▶ _DOCUMENT SOURCE_
━━━━
Confinement général: Cafetiers et restaurateurs dans la peur d’une nouvelle catastrophe économique

13-01-2021

La nouvelle est tombée comme un coup de massue pour les cafetiers et les restaurateurs. En effet, l’annonce par le gouvernement, mardi soir de la mise en place d’un confinement général de 4 jours sur  tout le territoire va une nouvelle fois fragiliser un secteur déjà en proie à la crise depuis le premier confinement du printemps dernier.

Afin de connaître leur sentiment face à ces nouvelles mesures, Gnetnews est allé à leur rencontre dans le quartier d’Ennasr réputé pour ses nombreux salons de thé et restaurants. Voici leurs témoignages.

Ennasr, c’est ce fameux quartier de Tunis où cafés, salons de thé, fast-food et restaurants tapissent l’avenue Hédi Nouira.
━━━━
Entrées de contour de régions:
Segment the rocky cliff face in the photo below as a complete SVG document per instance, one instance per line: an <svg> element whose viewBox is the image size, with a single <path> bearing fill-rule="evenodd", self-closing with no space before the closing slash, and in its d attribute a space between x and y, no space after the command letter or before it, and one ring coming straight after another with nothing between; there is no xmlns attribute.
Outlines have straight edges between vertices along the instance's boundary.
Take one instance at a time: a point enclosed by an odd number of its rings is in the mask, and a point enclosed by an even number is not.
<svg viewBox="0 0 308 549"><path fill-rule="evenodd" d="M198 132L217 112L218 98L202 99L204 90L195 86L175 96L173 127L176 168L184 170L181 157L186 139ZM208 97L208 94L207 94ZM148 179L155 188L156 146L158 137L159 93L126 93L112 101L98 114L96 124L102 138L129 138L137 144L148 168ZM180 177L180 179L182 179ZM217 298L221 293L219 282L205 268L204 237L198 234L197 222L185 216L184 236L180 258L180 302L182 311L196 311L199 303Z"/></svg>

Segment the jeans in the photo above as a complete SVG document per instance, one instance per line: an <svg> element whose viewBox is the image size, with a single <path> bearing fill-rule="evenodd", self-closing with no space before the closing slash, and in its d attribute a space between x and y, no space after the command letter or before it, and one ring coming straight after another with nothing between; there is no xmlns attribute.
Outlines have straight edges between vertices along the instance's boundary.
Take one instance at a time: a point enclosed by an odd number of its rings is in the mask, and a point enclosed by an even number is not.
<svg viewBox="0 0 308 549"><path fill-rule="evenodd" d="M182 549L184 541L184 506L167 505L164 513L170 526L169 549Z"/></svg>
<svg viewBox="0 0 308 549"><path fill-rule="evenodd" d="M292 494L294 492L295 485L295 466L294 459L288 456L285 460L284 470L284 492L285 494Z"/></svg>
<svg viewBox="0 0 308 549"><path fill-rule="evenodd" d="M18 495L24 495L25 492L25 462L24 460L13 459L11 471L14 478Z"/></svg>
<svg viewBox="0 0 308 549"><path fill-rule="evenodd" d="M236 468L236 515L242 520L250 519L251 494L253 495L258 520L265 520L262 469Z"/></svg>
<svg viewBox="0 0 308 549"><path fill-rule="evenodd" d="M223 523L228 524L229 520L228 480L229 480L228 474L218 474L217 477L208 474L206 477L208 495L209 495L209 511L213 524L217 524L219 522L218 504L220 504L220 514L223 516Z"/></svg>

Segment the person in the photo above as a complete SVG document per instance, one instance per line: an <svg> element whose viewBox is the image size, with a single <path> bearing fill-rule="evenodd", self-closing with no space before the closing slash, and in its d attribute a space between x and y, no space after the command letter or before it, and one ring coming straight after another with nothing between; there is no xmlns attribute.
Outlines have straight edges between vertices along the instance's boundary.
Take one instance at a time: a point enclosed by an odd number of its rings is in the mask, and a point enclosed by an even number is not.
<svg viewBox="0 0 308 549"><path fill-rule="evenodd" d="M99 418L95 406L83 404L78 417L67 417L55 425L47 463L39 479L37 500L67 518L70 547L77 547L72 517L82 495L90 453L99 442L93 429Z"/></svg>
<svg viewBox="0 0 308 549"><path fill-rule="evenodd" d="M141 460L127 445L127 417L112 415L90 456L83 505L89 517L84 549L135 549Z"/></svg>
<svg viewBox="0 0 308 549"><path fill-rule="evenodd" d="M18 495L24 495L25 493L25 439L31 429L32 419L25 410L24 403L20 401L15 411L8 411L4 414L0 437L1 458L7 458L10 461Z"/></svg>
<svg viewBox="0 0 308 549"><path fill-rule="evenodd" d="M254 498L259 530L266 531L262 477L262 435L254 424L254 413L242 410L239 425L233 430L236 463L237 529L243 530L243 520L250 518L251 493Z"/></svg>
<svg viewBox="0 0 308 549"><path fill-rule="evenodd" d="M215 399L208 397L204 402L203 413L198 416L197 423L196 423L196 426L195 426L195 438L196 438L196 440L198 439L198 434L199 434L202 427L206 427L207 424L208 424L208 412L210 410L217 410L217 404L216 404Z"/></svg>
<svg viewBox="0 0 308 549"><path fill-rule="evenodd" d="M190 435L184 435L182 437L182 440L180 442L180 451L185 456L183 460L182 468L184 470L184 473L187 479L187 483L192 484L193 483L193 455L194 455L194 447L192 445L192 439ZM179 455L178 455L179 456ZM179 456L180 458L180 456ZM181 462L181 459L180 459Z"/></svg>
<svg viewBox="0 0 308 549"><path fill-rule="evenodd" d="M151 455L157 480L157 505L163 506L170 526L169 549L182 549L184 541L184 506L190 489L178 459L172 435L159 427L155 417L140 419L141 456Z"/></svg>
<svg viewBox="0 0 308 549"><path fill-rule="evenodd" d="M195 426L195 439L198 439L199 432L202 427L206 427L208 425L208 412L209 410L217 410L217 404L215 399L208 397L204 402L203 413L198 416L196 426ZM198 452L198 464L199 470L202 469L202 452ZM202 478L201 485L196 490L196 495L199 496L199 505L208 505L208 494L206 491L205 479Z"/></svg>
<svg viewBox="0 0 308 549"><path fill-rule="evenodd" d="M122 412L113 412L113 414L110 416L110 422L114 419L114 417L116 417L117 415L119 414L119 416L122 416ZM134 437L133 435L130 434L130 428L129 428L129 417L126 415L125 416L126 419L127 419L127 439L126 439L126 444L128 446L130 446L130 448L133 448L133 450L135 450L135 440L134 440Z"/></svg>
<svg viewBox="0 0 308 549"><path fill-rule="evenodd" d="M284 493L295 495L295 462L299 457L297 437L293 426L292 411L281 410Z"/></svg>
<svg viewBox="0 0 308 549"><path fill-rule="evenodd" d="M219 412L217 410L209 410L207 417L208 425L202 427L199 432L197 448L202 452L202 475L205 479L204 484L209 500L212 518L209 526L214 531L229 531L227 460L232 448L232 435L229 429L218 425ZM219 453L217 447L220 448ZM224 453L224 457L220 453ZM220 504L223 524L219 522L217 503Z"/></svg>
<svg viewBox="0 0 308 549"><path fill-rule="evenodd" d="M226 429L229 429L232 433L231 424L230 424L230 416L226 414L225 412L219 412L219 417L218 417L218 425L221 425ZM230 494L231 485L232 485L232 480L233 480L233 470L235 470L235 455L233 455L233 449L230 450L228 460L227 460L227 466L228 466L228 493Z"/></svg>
━━━━
▶ _LA CONSIGNE_
D'après l'article sur le confinement, quelle est la durée du confinement général annoncé par le gouvernement ? Ces entrées n'ont aucun rôle dans ce travail.

▶ _RÉSULTAT DE L'EXERCICE_
Le confinement général dure 4 jours.